Given records:

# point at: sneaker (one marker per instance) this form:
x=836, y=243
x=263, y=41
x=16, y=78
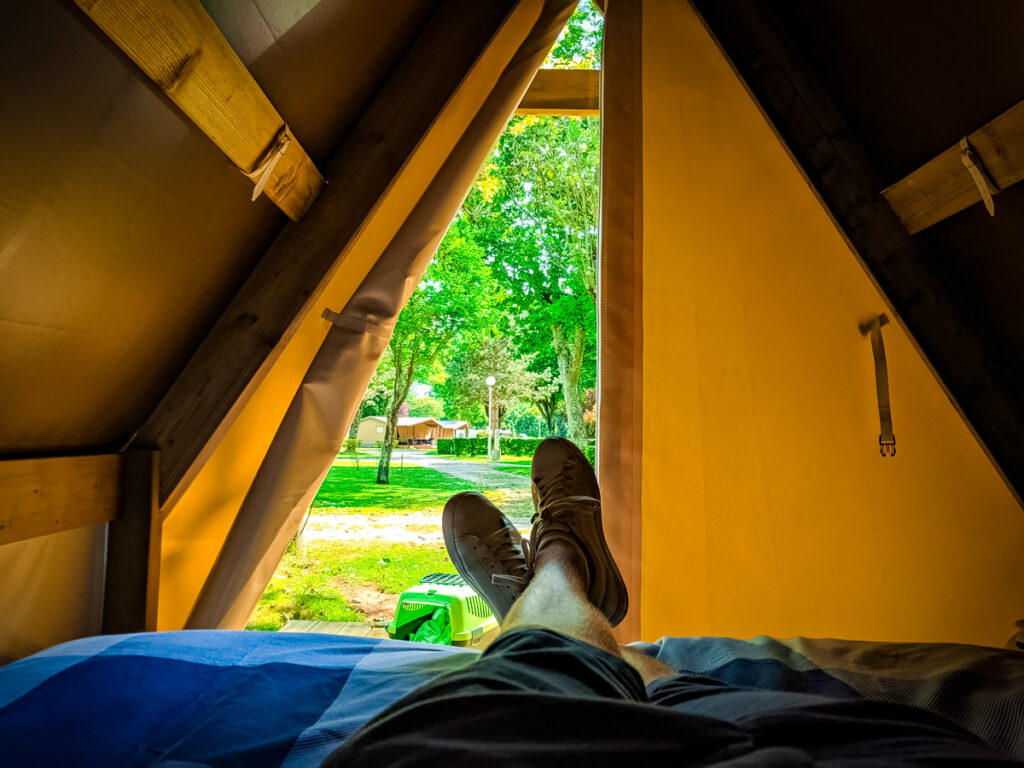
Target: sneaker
x=567, y=501
x=486, y=549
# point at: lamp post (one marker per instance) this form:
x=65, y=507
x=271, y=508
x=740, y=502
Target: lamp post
x=491, y=408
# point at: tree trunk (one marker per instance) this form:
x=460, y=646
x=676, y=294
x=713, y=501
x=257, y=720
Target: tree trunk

The task: Repeat the lines word for word, starting at the line that contains "# point at: lamp" and stopping after the last line.

Solution to the problem:
# point at: lamp post (one marker per instance) this form:
x=65, y=507
x=271, y=508
x=740, y=502
Target: lamp post
x=491, y=408
# point at: tree trunk (one marker per instance) this form:
x=460, y=646
x=676, y=294
x=713, y=501
x=257, y=720
Target: tree trunk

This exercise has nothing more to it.